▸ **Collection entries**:
* begin *

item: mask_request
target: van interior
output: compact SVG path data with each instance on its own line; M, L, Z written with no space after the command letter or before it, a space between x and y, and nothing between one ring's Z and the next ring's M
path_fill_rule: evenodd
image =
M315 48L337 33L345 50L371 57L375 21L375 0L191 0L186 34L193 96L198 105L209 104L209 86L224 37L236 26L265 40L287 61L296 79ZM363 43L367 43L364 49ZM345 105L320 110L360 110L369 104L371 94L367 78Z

* end *

Reproduce every line of the listing above, word for word and character for character.

▸ **OUTPUT OF THE EXERCISE**:
item: mask_request
target: van interior
output: compact SVG path data with each instance on its own line; M, L, Z written with no space after the command letter or before it, a space between x and y, and nothing between one ring's Z and the next ring's M
path_fill_rule: evenodd
image =
M315 48L337 33L345 50L371 57L375 21L375 0L191 0L186 34L193 96L198 105L209 104L209 86L224 37L236 26L265 40L287 61L296 79ZM363 43L367 43L364 49ZM345 105L320 110L360 110L369 104L371 94L367 78Z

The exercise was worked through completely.